◆ **Records from a data collection**:
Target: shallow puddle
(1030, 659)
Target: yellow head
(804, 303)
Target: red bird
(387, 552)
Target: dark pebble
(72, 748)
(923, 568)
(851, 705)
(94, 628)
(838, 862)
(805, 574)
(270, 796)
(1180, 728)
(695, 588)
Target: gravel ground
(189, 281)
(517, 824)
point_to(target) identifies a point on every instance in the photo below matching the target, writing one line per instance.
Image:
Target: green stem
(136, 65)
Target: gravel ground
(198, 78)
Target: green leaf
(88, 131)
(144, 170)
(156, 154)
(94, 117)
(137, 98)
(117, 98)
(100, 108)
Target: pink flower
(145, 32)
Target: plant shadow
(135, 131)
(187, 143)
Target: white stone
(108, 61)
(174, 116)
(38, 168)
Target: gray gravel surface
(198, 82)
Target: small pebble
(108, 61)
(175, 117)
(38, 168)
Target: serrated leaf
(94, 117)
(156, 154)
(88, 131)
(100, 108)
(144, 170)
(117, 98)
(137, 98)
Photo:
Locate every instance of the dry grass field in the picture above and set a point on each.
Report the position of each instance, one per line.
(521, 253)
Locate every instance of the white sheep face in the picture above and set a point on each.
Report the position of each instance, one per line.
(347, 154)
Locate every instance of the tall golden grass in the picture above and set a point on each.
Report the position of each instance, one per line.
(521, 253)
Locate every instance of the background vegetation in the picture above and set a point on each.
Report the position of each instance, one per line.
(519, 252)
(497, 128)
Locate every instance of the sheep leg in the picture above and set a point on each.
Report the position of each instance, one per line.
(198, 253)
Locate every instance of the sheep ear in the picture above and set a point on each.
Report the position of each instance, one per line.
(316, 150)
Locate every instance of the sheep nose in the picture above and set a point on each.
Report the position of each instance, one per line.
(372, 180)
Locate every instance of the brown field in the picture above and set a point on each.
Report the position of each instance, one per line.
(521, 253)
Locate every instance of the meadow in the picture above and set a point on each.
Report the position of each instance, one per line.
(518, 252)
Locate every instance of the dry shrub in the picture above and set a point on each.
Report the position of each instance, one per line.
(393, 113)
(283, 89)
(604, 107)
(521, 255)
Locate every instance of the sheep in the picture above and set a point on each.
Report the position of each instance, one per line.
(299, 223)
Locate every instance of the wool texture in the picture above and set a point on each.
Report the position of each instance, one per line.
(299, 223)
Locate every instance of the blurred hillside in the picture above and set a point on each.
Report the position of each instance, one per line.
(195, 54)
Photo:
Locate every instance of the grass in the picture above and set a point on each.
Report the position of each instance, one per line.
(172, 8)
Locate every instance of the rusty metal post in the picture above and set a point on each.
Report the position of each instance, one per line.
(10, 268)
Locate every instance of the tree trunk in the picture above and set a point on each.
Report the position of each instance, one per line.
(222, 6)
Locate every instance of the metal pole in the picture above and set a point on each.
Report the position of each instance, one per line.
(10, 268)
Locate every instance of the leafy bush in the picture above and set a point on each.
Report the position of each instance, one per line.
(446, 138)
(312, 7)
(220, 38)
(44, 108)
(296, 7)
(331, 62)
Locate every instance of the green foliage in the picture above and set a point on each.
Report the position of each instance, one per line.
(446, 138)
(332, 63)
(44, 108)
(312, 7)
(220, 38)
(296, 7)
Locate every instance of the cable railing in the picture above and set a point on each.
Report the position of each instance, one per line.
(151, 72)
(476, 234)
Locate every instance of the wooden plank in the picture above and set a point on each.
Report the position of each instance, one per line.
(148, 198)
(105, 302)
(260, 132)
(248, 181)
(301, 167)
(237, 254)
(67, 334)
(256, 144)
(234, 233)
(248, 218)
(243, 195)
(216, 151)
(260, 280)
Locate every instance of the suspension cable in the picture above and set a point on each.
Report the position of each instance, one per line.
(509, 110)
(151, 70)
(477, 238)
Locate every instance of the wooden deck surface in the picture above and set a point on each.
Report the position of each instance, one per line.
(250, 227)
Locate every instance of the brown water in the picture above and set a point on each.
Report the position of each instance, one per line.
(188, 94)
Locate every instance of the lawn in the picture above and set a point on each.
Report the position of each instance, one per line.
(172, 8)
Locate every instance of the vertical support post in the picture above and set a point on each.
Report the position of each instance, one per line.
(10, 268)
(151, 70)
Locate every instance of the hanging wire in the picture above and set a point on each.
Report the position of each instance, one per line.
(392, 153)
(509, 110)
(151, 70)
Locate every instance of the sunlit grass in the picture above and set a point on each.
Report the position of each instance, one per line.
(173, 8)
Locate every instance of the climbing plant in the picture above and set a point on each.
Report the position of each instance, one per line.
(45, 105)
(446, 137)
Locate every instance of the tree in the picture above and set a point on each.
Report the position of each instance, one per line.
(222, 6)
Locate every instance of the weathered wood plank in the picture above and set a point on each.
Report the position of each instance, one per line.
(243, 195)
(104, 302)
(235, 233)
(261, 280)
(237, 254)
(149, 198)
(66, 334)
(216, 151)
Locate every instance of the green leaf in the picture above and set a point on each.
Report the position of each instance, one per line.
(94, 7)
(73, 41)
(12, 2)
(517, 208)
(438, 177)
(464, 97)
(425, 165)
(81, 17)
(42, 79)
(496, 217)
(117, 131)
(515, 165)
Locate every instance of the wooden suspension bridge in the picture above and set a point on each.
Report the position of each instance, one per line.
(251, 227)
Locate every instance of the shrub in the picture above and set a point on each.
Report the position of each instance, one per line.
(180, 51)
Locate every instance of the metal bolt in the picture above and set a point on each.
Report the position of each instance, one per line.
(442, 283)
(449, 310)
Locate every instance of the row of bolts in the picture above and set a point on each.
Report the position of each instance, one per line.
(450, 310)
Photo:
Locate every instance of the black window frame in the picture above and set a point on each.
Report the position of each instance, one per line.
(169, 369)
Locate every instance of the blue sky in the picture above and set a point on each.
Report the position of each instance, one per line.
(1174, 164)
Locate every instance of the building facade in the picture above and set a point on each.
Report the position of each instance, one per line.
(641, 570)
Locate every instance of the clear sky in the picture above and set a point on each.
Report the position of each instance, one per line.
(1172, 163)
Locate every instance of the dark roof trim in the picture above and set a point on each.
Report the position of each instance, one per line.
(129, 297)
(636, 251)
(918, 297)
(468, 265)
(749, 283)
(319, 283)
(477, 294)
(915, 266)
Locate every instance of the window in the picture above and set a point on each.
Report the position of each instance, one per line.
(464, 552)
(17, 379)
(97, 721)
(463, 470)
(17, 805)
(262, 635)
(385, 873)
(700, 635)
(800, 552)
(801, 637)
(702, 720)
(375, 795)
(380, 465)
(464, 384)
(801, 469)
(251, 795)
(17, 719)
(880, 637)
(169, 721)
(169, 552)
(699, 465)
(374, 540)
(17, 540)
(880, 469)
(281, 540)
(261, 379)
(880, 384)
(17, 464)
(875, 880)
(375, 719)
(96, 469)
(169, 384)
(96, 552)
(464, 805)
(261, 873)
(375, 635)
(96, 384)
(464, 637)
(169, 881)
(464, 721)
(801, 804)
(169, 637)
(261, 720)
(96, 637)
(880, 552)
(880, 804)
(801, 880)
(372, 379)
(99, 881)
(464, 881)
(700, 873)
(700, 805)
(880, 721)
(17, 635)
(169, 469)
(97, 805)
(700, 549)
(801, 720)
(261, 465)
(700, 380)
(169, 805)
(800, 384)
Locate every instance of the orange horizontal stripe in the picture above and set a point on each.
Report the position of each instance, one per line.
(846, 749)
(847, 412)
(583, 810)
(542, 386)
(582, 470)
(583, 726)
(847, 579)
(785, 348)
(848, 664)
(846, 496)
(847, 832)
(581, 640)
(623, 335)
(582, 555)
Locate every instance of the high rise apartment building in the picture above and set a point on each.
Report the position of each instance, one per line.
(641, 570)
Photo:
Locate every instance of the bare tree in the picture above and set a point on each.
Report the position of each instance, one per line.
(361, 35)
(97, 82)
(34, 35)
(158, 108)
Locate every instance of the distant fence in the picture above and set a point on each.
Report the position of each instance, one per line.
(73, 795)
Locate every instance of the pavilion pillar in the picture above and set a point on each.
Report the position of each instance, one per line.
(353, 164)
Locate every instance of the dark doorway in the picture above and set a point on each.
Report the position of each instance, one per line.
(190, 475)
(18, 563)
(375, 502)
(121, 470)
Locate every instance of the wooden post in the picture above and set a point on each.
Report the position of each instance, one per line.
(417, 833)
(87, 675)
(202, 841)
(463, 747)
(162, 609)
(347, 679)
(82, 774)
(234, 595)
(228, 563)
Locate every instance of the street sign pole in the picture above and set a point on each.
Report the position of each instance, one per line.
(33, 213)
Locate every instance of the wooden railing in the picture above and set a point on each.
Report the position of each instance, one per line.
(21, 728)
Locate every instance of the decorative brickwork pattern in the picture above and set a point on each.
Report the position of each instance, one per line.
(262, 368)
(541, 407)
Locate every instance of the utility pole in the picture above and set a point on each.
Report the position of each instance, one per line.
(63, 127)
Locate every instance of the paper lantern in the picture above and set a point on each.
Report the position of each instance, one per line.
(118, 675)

◆ **PROMPT**: Check each line of the entries, and copy the ones that contain "post".

◆ **ANSWER TO THE PROBLEM**:
Locate every instance of the rusty metal post in the picture above and set a point on each.
Locate every instance of the vertical support post in the picture above and set a point on each.
Locate every instance of the wooden post in the picture above and set a point on each.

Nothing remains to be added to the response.